Source extract section start

Author Topic: 10 Scientific Reasons Why Our Solar System Is Really Weird  (Read 1608 times)

Offline Cavebear

Re: 10 Scientific Reasons Why Our Solar System Is Really Weird
« Reply #30 on: August 27, 2019, 04:14:19 AM »
Oh, no.  Here's the earth and moon to scale, including distance:


And here's Pluto and Charon to scale, including distance:


Although to be sure, not to the same scale as each other.  Charon is much more massive relative to Pluto than the Moon is relative to the Earth.  The barycenter of the Earth/Moon system is 1700km below the surface of the Earth; that of Pluto and Charon is almost 1000km above Pluto's surface, in space: the two bodies very much orbit each other.  In the Earth/Moon system, the Earth is absolutely the dominant body.

While I'm thinking of it, let's put everything but the sun to the same scale:


Yes, all the planets could fit between the Earth and the Moon.  No, it's probably not a good idea to put them all there.  :)

Pluto isn't a planet...
Atheist born, atheist bred.  And when I die, atheist dead!

Offline trdsf

Re: 10 Scientific Reasons Why Our Solar System Is Really Weird
« Reply #31 on: August 27, 2019, 04:30:08 AM »
Pluto isn't a planet...
Dwarf planet.  Even so, Charon is much more massive relatively speaking to its primary.  Even moreso are the binary Trojan asteroids Patroclus and Menoetius, which are nearly the same size as each other at 125 and 112 km, respectively.  Their barycenter is just about halfway between them.

The point is, the Earth's Moon is only the largest natural satellite any terrestrial planet in our system has.  It's neither the largest natural satellite, nor is it the largest satellite relative to it's primary.  The guy in the video was trying to assert that there's something really weird about our moon, and he just doesn't have either the justification to think so, or the data to suggest so.  If we should start getting data from exosystems that suggest Earth-sized worlds don't often have Moon-sized moons, then he can make the assertion with some modicum of justification.  Otherwise, he's on the same ground as the people who saw that Venus was cloud-covered, and "deduced" that it must be a wet jungle world with dinosaurs.

Source extract section end
Raw data section start

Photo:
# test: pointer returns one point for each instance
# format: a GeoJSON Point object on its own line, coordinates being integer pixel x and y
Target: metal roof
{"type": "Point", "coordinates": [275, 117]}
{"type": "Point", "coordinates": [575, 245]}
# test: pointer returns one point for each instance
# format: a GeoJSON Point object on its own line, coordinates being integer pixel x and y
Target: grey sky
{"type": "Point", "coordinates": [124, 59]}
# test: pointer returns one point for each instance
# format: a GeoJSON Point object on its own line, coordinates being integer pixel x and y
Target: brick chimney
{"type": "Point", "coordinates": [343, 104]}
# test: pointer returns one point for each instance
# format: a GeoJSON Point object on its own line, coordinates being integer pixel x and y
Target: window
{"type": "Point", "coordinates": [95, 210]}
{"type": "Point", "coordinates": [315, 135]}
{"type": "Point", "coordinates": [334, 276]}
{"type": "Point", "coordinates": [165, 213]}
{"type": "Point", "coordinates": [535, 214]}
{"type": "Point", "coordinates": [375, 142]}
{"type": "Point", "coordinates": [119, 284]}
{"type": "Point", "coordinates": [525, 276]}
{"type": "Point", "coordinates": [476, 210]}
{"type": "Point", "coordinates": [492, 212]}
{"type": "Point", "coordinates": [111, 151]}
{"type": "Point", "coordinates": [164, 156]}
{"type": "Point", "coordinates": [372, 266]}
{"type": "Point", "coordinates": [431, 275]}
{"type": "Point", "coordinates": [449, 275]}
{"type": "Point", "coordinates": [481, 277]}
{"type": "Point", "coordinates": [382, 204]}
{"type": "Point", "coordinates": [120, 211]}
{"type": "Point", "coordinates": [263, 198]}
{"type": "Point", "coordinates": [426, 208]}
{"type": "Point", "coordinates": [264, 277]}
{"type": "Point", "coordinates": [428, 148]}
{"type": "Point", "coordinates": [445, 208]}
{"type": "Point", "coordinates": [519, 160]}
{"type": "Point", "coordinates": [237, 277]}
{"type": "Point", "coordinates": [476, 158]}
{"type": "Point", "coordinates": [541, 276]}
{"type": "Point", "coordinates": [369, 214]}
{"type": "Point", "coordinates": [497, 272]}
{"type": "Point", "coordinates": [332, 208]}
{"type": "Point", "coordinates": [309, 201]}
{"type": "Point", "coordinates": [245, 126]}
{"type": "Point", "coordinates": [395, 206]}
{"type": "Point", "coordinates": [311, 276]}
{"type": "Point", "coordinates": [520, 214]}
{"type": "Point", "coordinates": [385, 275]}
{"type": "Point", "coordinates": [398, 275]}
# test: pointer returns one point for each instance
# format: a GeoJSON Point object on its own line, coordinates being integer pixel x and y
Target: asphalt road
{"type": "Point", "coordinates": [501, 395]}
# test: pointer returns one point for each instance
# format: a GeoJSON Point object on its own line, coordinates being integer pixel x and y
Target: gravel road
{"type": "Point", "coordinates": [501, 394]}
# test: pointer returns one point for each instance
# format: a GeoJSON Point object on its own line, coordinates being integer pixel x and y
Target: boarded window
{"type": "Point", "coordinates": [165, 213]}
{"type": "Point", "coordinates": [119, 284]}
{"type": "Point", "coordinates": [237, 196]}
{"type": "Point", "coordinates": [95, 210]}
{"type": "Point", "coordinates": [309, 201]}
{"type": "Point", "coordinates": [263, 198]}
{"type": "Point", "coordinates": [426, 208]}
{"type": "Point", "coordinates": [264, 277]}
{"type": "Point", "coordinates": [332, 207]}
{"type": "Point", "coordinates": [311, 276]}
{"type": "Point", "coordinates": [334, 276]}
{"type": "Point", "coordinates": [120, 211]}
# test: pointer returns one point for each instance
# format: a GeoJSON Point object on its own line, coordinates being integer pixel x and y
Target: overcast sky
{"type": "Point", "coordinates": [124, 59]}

Raw data section end

### Problem description
Reproduce the solar system forum thread above in full, word for word.

### Result of this task
Author Topic: 10 Scientific Reasons Why Our Solar System Is Really Weird  (Read 1608 times)

Offline Cavebear

Re: 10 Scientific Reasons Why Our Solar System Is Really Weird
« Reply #30 on: August 27, 2019, 04:14:19 AM »
Oh, no.  Here's the earth and moon to scale, including distance:


And here's Pluto and Charon to scale, including distance:


Although to be sure, not to the same scale as each other.  Charon is much more massive relative to Pluto than the Moon is relative to the Earth.  The barycenter of the Earth/Moon system is 1700km below the surface of the Earth; that of Pluto and Charon is almost 1000km above Pluto's surface, in space: the two bodies very much orbit each other.  In the Earth/Moon system, the Earth is absolutely the dominant body.

While I'm thinking of it, let's put everything but the sun to the same scale:


Yes, all the planets could fit between the Earth and the Moon.  No, it's probably not a good idea to put them all there.  :)

Pluto isn't a planet...
Atheist born, atheist bred.  And when I die, atheist dead!

Offline trdsf

Re: 10 Scientific Reasons Why Our Solar System Is Really Weird
« Reply #31 on: August 27, 2019, 04:30:08 AM »
Pluto isn't a planet...
Dwarf planet.  Even so, Charon is much more massive relatively speaking to its primary.  Even moreso are the binary Trojan asteroids Patroclus and Menoetius, which are nearly the same size as each other at 125 and 112 km, respectively.  Their barycenter is just about halfway between them.

The point is, the Earth's Moon is only the largest natural satellite any terrestrial planet in our system has.  It's neither the largest natural satellite, nor is it the largest satellite relative to it's primary.  The guy in the video was trying to assert that there's something really weird about our moon, and he just doesn't have either the justification to think so, or the data to suggest so.  If we should start getting data from exosystems that suggest Earth-sized worlds don't often have Moon-sized moons, then he can make the assertion with some modicum of justification.  Otherwise, he's on the same ground as the people who saw that Venus was cloud-covered, and "deduced" that it must be a wet jungle world with dinosaurs.